* Task goal:
Copy each line from the listing below where the word "flakes" shows up.

=-=-=-=-=

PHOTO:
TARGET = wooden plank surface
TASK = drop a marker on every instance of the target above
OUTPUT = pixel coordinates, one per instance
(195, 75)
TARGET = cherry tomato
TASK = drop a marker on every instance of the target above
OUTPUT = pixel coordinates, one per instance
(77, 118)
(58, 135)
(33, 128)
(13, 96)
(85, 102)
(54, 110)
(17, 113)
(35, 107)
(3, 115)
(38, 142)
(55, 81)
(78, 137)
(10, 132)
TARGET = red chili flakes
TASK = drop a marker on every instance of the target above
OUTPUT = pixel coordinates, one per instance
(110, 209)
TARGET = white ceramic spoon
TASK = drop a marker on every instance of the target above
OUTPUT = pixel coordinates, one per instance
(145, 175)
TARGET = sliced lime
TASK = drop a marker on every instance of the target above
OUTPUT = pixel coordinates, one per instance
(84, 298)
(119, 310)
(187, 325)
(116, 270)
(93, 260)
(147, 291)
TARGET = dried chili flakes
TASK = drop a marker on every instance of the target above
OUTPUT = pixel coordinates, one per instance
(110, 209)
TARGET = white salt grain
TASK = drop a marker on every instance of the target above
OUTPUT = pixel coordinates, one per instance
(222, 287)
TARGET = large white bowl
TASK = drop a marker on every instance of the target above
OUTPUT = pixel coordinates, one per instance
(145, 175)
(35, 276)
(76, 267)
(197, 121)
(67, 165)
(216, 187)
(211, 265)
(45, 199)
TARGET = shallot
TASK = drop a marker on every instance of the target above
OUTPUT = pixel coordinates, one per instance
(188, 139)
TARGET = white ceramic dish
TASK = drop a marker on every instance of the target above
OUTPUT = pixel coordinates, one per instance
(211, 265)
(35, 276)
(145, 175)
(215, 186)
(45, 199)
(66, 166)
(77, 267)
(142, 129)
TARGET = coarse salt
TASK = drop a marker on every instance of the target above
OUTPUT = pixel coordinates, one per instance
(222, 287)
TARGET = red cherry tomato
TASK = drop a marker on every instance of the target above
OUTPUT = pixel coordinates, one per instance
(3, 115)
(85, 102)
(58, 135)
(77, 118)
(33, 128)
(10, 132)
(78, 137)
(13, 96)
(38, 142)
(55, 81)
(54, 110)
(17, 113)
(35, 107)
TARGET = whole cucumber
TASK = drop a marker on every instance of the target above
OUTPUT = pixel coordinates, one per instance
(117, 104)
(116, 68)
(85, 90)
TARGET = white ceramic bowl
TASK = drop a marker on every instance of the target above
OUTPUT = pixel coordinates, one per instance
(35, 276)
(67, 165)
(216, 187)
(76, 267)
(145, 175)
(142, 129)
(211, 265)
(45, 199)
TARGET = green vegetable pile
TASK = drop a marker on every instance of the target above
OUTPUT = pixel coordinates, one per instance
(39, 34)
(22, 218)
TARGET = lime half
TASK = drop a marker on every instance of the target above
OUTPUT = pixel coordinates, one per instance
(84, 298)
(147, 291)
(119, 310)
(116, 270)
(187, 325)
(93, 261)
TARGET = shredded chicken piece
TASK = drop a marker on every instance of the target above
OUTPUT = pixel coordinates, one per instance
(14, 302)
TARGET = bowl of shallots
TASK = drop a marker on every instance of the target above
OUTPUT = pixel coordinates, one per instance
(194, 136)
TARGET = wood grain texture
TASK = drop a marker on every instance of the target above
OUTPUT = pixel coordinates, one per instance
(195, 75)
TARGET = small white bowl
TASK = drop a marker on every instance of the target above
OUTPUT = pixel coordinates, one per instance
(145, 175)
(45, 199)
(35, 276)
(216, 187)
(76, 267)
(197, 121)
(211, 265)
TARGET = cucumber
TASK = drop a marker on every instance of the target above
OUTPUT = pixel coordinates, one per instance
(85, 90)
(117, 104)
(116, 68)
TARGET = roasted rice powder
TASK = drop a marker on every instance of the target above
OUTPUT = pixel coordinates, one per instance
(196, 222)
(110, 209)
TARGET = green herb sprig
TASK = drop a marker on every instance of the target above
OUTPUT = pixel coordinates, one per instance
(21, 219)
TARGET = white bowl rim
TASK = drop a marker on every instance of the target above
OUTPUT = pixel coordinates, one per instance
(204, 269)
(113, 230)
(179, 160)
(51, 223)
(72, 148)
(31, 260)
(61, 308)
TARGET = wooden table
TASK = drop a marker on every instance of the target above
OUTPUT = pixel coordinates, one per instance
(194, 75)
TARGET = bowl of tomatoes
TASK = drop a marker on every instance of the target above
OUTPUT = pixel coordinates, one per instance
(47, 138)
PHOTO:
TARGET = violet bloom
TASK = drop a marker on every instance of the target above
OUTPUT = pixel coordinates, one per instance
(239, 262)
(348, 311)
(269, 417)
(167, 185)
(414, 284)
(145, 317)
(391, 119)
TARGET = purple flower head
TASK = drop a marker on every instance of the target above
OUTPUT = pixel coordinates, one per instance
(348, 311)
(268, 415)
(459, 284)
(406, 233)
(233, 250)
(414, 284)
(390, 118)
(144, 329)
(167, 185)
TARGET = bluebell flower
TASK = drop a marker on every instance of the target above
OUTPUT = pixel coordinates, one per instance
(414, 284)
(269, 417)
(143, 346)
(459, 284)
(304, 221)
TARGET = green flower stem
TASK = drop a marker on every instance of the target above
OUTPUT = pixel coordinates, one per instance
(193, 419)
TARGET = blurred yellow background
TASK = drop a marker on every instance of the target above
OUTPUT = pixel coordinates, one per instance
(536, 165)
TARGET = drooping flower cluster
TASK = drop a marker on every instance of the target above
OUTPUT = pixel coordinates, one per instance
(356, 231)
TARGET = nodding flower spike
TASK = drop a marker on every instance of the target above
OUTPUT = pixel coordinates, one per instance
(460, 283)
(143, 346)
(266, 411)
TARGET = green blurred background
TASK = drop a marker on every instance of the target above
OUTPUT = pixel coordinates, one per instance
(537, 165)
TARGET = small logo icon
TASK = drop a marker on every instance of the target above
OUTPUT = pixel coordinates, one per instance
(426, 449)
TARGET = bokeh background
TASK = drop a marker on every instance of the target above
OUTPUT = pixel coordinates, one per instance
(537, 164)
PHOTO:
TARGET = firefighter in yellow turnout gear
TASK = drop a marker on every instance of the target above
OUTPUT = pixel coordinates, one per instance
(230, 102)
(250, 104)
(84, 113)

=-=-=-=-=

* Output:
TARGET = red chili flakes
TARGET = dried chili flakes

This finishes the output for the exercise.